TRECHO SELECIONADO -
O golaço de Pita colocou os torcedores peixeiros de pé nas arquibancadas, gritando e incentivando o time até o apito final da partida. O Santos jogou e venceu com Flávio, Nelsinho Baptista, Joãozinho, Antônio Carlo s e Gilberto Sorriso; Toninho Vieira, Zé Carlos e Pita; Claudinho, Juary e João Paulo. O público total presente foi de 88 316 espectadores.
Célio, o herói no segundo confronto
O segundo confronto poderia dar o título ao motivado torcedor peixeiro, que lotou a casa do adversário na certeza de que naquele dia 24 de junho, domingo, o enorme troféu iria descer a serra indo para Santos. Aos 20 minutos da etapa inicial, Pita, o camisa 10 santista, foi derrubado pelo zagueiro Tecão na grande área e o árbitro Márcio Campos Sales marcou a penalidade. Cobrada pelo zagueiro Antônio Carlos, que substituía Joãozinho, machucado, ela foi defendida por Waldir Peres. Antônio Carlos faleceu em 6 de agosto de 2012 na capital paulista.

SOLICITAÇÃO ESCRITA -
Resuma em duas frases o trecho sobre as partidas do Santos. Os registros não têm relação com o trecho.

DADOS -
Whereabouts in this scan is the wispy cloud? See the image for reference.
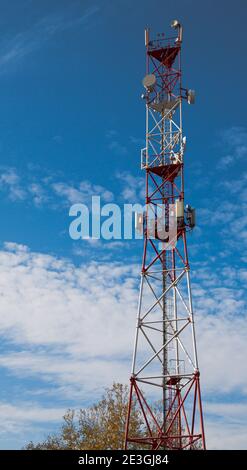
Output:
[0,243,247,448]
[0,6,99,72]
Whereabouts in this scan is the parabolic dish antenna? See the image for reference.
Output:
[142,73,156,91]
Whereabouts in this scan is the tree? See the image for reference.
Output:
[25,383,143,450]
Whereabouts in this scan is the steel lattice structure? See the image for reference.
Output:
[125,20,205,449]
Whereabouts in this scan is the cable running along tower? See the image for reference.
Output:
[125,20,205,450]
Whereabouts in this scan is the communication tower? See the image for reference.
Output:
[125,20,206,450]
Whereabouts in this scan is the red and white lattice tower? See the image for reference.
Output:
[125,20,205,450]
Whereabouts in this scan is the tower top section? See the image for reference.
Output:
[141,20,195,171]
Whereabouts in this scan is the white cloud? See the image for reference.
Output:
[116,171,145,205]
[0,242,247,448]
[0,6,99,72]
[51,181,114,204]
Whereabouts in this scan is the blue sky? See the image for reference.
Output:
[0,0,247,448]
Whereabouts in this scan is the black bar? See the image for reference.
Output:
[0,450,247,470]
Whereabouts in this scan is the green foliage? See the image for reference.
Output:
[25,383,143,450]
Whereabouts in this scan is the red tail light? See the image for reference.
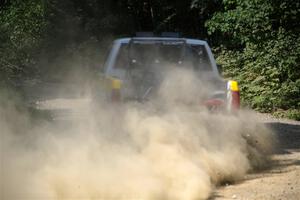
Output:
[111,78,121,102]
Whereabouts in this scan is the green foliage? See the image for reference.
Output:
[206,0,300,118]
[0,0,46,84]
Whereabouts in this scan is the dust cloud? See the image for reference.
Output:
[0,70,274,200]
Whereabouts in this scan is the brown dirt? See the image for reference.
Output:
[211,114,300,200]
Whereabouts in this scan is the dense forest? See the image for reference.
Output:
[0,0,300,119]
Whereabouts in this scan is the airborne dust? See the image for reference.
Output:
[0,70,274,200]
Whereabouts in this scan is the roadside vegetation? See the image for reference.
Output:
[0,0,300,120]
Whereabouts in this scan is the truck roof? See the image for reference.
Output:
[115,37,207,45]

RESULTADO -
O golaço de Pita pôs a torcida santista de pé, e o Santos venceu a partida diante de um público de 88 316 espectadores. No segundo confronto, no domingo, 24 de junho, Pita foi derrubado por Tecão na grande área aos 20 minutos da etapa inicial, mas Waldir Peres defendeu o pênalti cobrado por Antônio Carlos.